# A SmokinJ Tradin style...



## Paint (Mar 1, 2008)

Well i was looking for a few Old school Oliva Red & Blue label cigars,well i got more than i bargained 4 as usual ,Sneaky David throws in some of my wish list again.I have to find a new wish list again ...He also threw in some-(2 unbanded),LGC-SeriesR BMF -DPG JJ Maduro -Oliva V Lancero.-And to round out the knockout punches a "SHARK "77 thats what i am talking about:biggrin:Thanks David aka SMOKINJ...


----------



## EKGOTSKILLZZ (Jun 17, 2008)

nice hit dude


----------



## LkyLindy (Feb 1, 2008)

I'll have to copy and paste my responses -I can't think of anything elso to say except David's got it


----------



## eggwhites (Apr 20, 2008)

Those cloth band olivas look great!


----------



## PV1191 (Dec 9, 2007)

Awesome job David


----------



## big04deuce (May 16, 2008)

Sweet trade there!


----------



## GotaCohiba (Aug 20, 2007)

There's a shop in Fl. that had the blue labels a couple of days ago if interested let me know.
I'll get you there number they do mail order.

TASKS TO COMPLETE:
1 - In the cigar trade thread, swap "David" for "SmokinJ" and write out the passage from "## LkyLindy (Feb" to "(Apr 20, 2008)".
2 - According to the first post of the cigar trade thread, why does Paint have to find a new wish list?

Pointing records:
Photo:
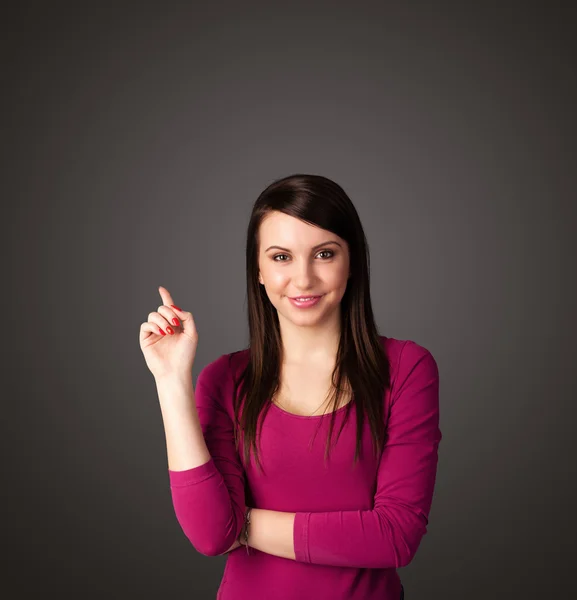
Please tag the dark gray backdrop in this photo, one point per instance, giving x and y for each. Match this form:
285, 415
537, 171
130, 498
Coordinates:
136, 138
---
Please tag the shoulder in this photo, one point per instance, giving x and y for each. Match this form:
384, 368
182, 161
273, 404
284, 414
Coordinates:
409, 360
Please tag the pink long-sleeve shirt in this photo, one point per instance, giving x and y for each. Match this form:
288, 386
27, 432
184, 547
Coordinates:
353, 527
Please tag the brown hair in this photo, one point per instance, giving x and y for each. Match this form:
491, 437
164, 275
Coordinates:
==
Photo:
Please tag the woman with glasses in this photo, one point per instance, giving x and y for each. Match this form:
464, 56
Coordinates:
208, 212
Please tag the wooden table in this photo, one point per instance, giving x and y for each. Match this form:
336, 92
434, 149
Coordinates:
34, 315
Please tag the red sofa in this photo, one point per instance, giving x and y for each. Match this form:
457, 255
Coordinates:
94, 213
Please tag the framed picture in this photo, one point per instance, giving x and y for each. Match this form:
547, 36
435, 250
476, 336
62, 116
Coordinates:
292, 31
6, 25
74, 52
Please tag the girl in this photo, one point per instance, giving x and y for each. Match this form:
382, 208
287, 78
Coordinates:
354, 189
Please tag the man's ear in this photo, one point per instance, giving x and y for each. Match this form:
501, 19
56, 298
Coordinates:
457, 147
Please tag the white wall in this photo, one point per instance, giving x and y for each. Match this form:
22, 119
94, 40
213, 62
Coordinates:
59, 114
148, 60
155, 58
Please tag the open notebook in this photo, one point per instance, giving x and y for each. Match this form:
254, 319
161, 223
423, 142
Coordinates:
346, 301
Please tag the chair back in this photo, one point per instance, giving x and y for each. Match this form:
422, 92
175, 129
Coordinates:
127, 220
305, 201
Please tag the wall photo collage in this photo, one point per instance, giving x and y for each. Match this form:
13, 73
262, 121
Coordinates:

FINAL ANSWERS:
1 -
## LkyLindy (Feb 1, 2008)

I'll have to copy and paste my responses -I can't think of anything elso to say except SmokinJ's got it


----------



## eggwhites (Apr 20, 2008)

2 - David once again threw in cigars from Paint's wish list along with the Oliva Red and Blue label cigars Paint was looking for.